Although the data holds pictures, return only the lines from the one containing "sea on this basis." to the end, exactly, and without them.

┌──

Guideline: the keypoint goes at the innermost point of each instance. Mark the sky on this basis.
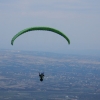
(79, 20)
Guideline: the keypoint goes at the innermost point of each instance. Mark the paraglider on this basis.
(40, 28)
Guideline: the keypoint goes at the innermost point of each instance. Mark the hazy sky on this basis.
(78, 19)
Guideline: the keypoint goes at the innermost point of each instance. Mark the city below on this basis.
(67, 77)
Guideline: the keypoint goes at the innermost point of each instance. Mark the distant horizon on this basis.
(73, 52)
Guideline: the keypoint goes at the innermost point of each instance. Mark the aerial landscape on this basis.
(49, 50)
(67, 77)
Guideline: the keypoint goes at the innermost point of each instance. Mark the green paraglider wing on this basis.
(39, 28)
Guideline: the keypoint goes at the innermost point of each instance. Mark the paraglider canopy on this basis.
(40, 28)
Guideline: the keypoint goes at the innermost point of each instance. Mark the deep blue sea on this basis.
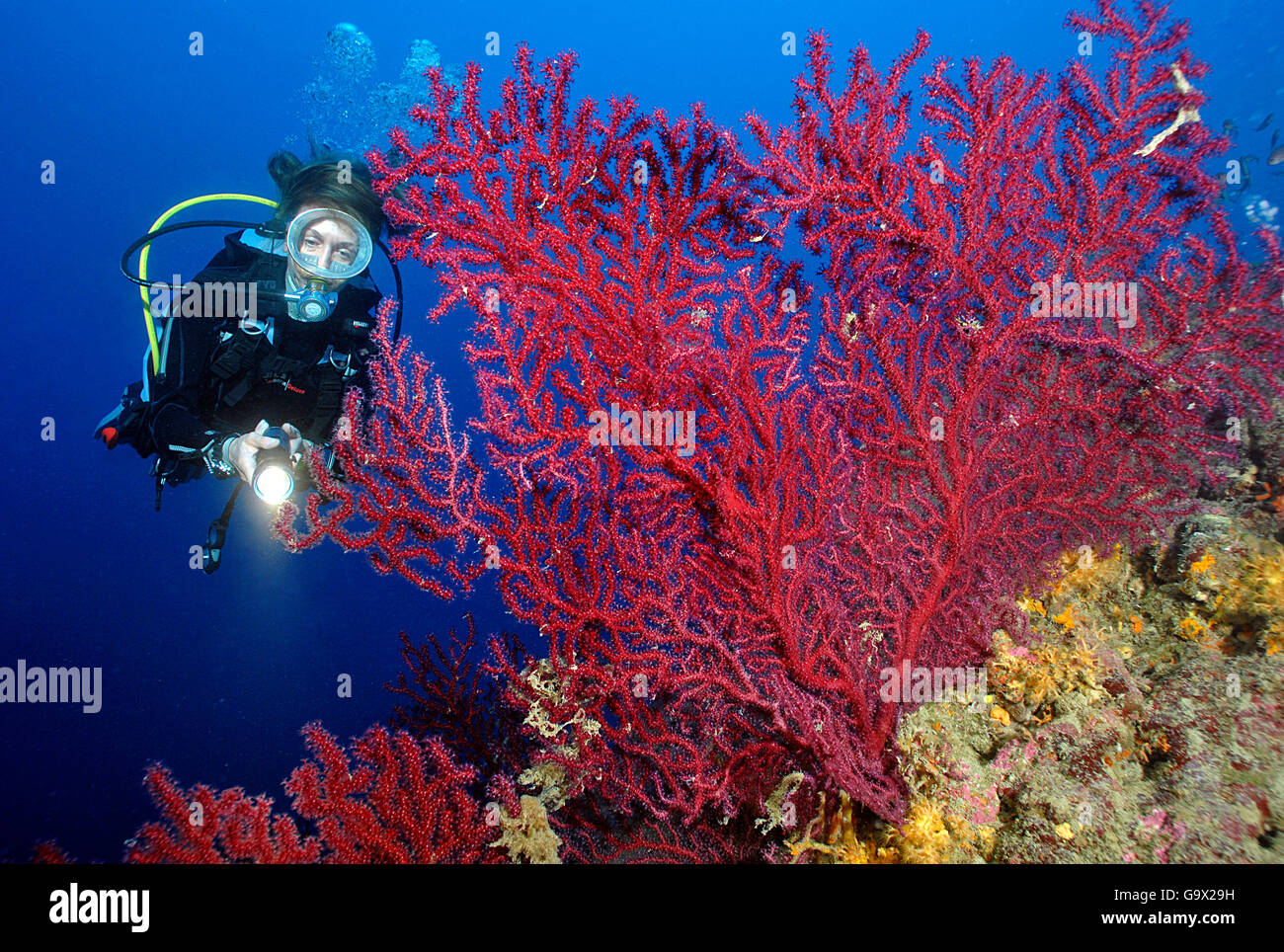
(214, 675)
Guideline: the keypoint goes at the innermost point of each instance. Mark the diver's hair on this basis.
(320, 183)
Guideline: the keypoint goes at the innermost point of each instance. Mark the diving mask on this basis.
(326, 245)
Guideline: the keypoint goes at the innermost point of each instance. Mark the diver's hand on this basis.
(243, 451)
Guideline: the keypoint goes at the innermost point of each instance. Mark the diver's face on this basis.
(330, 243)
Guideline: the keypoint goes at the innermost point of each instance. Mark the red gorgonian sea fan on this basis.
(1027, 335)
(394, 800)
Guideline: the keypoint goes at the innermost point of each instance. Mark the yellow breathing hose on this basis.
(146, 249)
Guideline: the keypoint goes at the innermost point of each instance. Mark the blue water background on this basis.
(214, 675)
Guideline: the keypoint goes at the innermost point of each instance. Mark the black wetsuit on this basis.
(219, 380)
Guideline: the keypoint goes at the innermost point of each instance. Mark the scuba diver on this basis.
(249, 371)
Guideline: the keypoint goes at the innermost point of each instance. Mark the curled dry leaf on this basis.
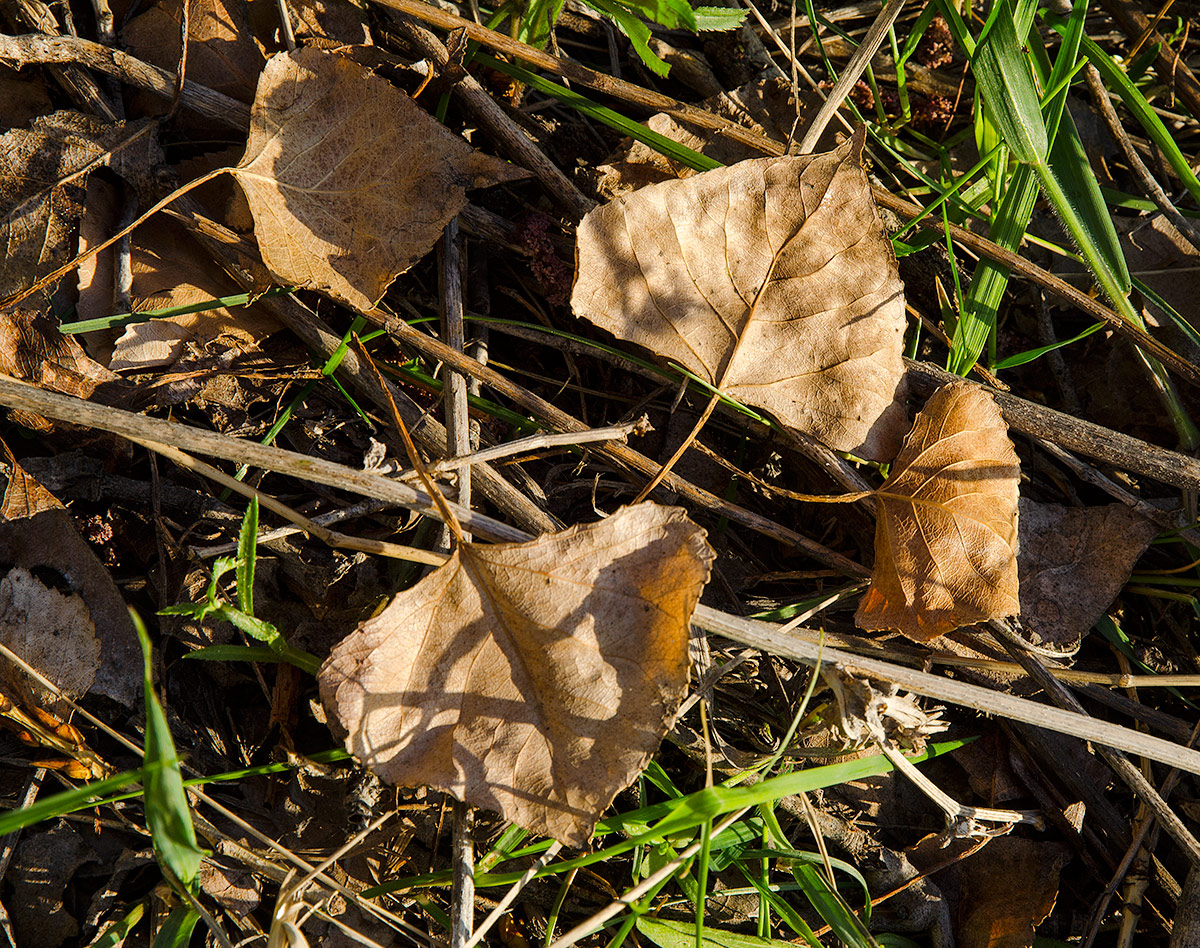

└──

[OUTPUT FOR THIS TASK]
Guideline: the keypoint goes at the innermost point of each instance. Mark the deep blue sea on this basis.
(214, 675)
Guideline: the keypoint goes at the innermost point of each instance. Mark the diver's hair on this basis.
(320, 183)
Guideline: the keypoint goes at the innermost point of each instance. Mark the diving mask on this basis.
(326, 245)
Guideline: the keypoint goes at the innermost point of each instance. Mark the diver's hand on this basis.
(243, 451)
Guideline: the keypoint goes at the innermost point of each instance. Mark the diver's face on this basis.
(330, 243)
Guideline: the keypoint goes at the innermost point of each instance. Mark the red gorgonian sea fan on this basis.
(1027, 335)
(394, 800)
Guideline: the keypoint goes at the innermost point of each instance. Mark the yellow breathing hose on this basis.
(146, 249)
Guideline: the keypoint goes at the innermost point of each instance. Mark the blue water background on this basis.
(214, 675)
Guideline: the keypoint goes at the innermost point of each instance. Mark the black wetsuit on this basis.
(219, 380)
Guideline: the keypoint goes at the innermost point of each instance. Mark the scuba diver on this basis.
(249, 371)
Guideline: the keypoint goes at the innermost point of each instance. Mark the curled dry leaf on this basis.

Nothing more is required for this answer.